Saved data entries
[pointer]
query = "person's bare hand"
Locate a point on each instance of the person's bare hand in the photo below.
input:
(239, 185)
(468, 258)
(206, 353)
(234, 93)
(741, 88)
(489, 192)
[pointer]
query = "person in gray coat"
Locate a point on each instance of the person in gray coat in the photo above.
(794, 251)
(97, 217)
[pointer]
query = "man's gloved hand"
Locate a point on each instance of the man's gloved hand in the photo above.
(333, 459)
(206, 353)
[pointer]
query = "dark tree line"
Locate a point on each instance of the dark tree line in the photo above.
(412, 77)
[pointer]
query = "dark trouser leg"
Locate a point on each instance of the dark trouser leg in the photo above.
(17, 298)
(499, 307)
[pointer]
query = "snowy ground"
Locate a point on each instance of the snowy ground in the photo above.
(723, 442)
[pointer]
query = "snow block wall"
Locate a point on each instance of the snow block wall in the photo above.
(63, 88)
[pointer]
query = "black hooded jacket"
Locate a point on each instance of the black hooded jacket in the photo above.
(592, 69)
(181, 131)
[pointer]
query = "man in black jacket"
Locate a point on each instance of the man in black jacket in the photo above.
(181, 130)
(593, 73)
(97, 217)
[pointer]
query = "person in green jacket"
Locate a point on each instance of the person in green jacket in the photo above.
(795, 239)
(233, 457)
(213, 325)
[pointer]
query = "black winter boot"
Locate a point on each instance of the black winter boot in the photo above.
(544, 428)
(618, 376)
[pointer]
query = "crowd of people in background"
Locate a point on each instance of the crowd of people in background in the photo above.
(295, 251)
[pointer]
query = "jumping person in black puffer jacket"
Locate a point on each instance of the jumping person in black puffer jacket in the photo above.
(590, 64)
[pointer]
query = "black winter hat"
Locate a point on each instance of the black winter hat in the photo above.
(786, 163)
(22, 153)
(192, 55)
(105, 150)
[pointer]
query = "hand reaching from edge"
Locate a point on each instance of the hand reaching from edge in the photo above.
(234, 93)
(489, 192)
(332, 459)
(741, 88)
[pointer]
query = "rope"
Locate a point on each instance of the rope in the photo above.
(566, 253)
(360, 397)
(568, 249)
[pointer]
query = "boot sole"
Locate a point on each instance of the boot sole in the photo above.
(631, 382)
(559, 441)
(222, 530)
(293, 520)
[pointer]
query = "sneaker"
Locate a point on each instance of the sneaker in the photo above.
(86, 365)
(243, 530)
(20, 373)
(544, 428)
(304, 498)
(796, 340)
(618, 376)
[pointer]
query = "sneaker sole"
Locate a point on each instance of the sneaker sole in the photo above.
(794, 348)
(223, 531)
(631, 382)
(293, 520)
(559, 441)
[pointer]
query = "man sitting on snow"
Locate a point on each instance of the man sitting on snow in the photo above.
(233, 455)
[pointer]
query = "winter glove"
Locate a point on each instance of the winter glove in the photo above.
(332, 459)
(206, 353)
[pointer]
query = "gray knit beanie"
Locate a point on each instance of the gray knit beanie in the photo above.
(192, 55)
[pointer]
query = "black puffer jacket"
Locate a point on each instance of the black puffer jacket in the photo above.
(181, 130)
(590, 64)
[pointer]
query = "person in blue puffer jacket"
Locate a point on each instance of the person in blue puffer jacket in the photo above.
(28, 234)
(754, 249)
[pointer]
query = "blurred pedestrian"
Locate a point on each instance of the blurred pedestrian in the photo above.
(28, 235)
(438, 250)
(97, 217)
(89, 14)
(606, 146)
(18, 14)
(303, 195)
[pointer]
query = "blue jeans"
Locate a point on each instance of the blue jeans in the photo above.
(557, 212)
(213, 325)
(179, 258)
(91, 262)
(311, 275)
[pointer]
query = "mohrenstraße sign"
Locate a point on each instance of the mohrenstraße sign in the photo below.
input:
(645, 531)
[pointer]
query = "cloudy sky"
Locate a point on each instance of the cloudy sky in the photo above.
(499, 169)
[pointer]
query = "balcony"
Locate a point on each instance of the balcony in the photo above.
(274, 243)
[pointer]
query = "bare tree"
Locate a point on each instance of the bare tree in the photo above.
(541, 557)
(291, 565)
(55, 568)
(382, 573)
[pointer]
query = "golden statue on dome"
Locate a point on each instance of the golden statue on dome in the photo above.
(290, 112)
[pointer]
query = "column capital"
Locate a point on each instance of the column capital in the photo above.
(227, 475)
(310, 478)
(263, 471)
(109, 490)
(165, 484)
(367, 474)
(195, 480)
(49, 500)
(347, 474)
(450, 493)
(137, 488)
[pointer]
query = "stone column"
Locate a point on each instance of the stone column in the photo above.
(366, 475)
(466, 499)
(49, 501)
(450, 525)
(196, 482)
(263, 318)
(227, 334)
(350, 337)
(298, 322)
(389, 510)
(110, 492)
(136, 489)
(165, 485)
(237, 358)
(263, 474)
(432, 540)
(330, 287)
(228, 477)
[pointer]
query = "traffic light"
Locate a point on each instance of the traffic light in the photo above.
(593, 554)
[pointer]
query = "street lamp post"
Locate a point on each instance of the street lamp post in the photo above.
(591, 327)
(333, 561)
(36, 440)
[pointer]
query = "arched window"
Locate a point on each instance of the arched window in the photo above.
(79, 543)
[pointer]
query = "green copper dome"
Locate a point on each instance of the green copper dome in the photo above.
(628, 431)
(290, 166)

* [Stated exercise]: Recopy the entries above in their entirety, exactly.

* [Finished task]:
[pointer]
query = "person's bare hand"
Locate a point on each instance of the person's bare hand in the photo below.
input:
(239, 185)
(468, 258)
(206, 353)
(234, 93)
(741, 88)
(489, 192)
[pointer]
query = "person in gray coat"
Locate a point on each instance of the person in gray coat in the photo above.
(794, 251)
(97, 217)
[pointer]
query = "man's gloved hand"
Locate a point on each instance of the man's gloved hand in the photo above.
(333, 459)
(206, 353)
[pointer]
query = "dark tree line"
Locate a point on each instance of the dark tree line in the photo above.
(412, 77)
[pointer]
query = "dark trouser leg"
Locate a point on each instance of the dark trouser leg in the photo above.
(17, 298)
(499, 307)
[pointer]
query = "snowy ground"
Locate a point on each instance of the snowy ground in the photo above.
(723, 442)
[pointer]
query = "snow block wall"
Locate a point on each instance of the snow block wall in the photo above.
(63, 88)
[pointer]
query = "black hooded jacket"
Locate a point on each instance of the black hooded jacket in the photo above.
(592, 69)
(181, 131)
[pointer]
query = "man in black jacket"
Locate a point on each instance of the man in black jacket in the photo above.
(181, 130)
(593, 73)
(97, 217)
[pointer]
query = "person in green jacket"
Locate a point on each instance of the person in green jacket in the photo above.
(795, 239)
(233, 457)
(213, 325)
[pointer]
query = "black winter boot"
Locate a point on each instance of the black winter boot in the photo above.
(544, 428)
(618, 376)
[pointer]
query = "crowd of people in background"
Locate a point on each instance of the crowd of people in background in the photo above.
(295, 251)
[pointer]
query = "jumping person in black puffer jacket"
Locate a point on each instance of the jumping person in black puffer jacket in the photo above.
(590, 64)
[pointer]
query = "black winter hat"
Locate a point on each instance of the black winter hat in the photo above.
(786, 163)
(22, 153)
(192, 55)
(105, 150)
[pointer]
query = "hand reaching from edge"
Locate a point on each instance of the hand reaching from edge in the photo above.
(234, 93)
(489, 192)
(332, 459)
(741, 88)
[pointer]
query = "rope"
Locate a point on each instance of the rope in the photo above.
(566, 253)
(360, 397)
(568, 249)
[pointer]
query = "boot sole"
Locate a point on each instance of the boot sole in the photo above.
(631, 382)
(559, 441)
(222, 530)
(293, 520)
[pointer]
query = "sneaker"
Locate a point on each instance of the sneaker in the photo above.
(86, 365)
(243, 530)
(20, 373)
(544, 428)
(304, 498)
(796, 340)
(618, 376)
[pointer]
query = "sneaker sole"
Locate a point on each instance of the sneaker sole in the photo above.
(794, 348)
(223, 531)
(631, 382)
(293, 520)
(559, 441)
[pointer]
query = "man sitting on snow"
Locate a point on each instance of the man sitting on snow in the photo above.
(233, 455)
[pointer]
query = "winter glove"
Locate a point on each instance of the winter glove in the photo above.
(332, 459)
(206, 353)
[pointer]
query = "gray knit beanie"
Locate a point on each instance of the gray knit beanie in the photo above.
(192, 55)
[pointer]
query = "black puffer jacket"
Locate a point on each instance of the black puffer jacket in the photo above.
(181, 130)
(590, 64)
[pointer]
query = "person in blue puffer jacket"
Locate a point on each instance of the person in blue puffer jacket in the photo above.
(28, 234)
(754, 249)
[pointer]
query = "blurred pedestrian"
Locate a point on each instance of the blurred pedestrian in the photo above.
(28, 235)
(438, 250)
(97, 217)
(89, 14)
(606, 146)
(18, 14)
(303, 195)
[pointer]
query = "blue jeans"
Locate a point on each instance of the blue jeans in the photo above.
(557, 212)
(213, 325)
(179, 258)
(91, 262)
(311, 275)
[pointer]
query = "mohrenstraße sign"
Locate a point on each instance of the mohrenstraße sign in the photo below.
input:
(645, 531)
[pointer]
query = "cloudy sky"
Locate a point on each instance of the cloudy sky in the photo above.
(499, 169)
[pointer]
query = "balcony"
Locate a point on each instance of the balcony in the photo above.
(274, 243)
[pointer]
query = "bare tree"
Locate a point on each instance of the bare tree in the photo above.
(541, 557)
(291, 565)
(55, 568)
(382, 573)
[pointer]
query = "golden statue on dome"
Locate a point on each instance of the golden statue on dome in the photo above.
(290, 112)
[pointer]
query = "column capital"
Locate a point on each instance of the column capital in the photo above.
(227, 475)
(310, 478)
(263, 471)
(109, 490)
(165, 484)
(367, 474)
(195, 480)
(49, 500)
(347, 474)
(450, 493)
(137, 488)
[pointer]
query = "stone column"
Locate a point on each instance of the stone column in the photo above.
(366, 475)
(466, 499)
(49, 501)
(450, 525)
(196, 482)
(263, 318)
(227, 334)
(350, 337)
(298, 322)
(389, 510)
(110, 492)
(136, 489)
(165, 485)
(237, 358)
(263, 474)
(432, 540)
(330, 287)
(228, 477)
[pointer]
query = "traffic light"
Locate a point on each instance of the traffic light in the photo above.
(593, 554)
[pointer]
query = "street lamp post"
Locate a point on each instance of the street lamp post in the photo above.
(591, 327)
(333, 561)
(36, 440)
[pointer]
query = "arched window"
Locate a point on each instance of the arched window in the photo above.
(79, 543)
[pointer]
query = "green copper dome"
Locate a point on each instance of the green copper dome in the photo above.
(628, 431)
(290, 166)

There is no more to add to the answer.